> [TASK PROMPT] In the records below, give the part that opens with the line containing "Tag the blue sky, one" and closes with the line containing "<point>176,56</point>" as a JSON list of strings, one string per line, with blank lines left out.

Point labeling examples

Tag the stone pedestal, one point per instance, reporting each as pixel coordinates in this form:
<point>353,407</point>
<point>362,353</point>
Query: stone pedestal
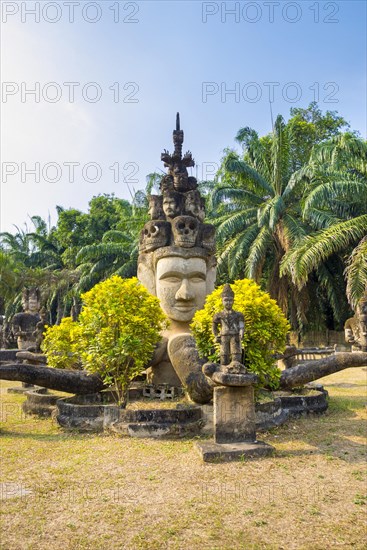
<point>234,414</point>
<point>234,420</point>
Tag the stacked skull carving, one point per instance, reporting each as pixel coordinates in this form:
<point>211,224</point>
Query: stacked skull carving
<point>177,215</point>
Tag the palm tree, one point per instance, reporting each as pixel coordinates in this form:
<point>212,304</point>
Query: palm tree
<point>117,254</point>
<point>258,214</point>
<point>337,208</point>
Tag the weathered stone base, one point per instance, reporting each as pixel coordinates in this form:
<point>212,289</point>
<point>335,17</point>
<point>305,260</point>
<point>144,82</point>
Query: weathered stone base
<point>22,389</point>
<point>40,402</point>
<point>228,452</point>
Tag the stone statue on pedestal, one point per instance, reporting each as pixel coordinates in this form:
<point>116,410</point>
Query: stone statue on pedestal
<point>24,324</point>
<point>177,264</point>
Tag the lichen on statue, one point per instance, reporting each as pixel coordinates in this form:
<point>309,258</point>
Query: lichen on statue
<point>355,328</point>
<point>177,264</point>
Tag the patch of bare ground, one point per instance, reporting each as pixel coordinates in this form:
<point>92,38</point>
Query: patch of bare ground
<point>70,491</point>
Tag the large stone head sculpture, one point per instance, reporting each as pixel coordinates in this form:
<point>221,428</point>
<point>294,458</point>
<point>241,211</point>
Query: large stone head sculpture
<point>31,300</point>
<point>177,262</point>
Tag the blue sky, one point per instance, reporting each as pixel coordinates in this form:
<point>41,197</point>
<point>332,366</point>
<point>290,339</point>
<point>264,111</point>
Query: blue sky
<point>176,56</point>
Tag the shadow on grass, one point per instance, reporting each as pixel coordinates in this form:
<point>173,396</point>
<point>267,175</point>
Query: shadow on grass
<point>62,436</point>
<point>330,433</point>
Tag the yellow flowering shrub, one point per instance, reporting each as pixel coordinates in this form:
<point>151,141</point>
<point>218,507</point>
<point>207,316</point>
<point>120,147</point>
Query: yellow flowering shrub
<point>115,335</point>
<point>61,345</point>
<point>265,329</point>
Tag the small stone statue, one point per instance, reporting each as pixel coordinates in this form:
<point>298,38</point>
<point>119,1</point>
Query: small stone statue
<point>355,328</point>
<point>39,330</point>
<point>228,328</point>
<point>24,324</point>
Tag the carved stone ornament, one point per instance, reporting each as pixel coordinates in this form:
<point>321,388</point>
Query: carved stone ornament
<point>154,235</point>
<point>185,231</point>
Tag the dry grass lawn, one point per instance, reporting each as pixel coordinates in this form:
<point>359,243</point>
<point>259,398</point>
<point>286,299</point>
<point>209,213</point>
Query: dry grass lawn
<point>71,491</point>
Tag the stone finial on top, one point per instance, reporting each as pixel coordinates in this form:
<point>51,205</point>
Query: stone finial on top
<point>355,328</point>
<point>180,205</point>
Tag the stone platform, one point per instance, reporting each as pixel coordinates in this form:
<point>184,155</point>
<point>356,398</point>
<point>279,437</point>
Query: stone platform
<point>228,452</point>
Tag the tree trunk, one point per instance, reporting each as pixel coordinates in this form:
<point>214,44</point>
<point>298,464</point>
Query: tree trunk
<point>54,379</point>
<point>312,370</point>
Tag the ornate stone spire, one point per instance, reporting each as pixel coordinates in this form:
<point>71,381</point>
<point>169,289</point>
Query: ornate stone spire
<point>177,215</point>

* * *

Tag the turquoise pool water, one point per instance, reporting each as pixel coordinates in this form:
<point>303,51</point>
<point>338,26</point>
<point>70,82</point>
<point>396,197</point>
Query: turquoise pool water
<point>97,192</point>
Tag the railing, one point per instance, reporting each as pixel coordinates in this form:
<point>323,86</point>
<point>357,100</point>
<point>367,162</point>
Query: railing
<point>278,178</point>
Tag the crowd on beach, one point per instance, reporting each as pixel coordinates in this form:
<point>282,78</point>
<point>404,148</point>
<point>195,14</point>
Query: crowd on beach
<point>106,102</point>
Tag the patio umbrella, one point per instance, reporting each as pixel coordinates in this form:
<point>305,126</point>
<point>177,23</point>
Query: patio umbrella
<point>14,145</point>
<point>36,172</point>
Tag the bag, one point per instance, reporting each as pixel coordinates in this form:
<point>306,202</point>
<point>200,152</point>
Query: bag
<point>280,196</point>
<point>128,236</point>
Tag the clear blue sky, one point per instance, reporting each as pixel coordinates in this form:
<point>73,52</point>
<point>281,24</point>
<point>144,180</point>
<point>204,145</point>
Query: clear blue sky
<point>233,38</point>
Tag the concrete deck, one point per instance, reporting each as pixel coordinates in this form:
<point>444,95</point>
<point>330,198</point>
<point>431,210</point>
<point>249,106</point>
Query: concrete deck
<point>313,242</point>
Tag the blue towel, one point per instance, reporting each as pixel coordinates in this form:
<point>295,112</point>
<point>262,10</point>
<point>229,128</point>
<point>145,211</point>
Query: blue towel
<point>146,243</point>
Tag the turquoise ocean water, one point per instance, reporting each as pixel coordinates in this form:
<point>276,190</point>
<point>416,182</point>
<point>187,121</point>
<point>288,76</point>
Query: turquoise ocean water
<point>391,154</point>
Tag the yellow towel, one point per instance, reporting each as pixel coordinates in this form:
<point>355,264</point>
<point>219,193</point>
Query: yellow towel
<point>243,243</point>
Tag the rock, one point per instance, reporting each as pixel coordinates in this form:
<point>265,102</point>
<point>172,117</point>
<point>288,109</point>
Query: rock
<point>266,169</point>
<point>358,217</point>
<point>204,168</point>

> [WRITTEN RESPONSE]
[
  "Tag the blue sky, one point per instance, reporting each as pixel coordinates in this form:",
  "<point>41,197</point>",
  "<point>332,366</point>",
  "<point>290,339</point>",
  "<point>264,111</point>",
  "Query: blue sky",
  "<point>176,56</point>"
]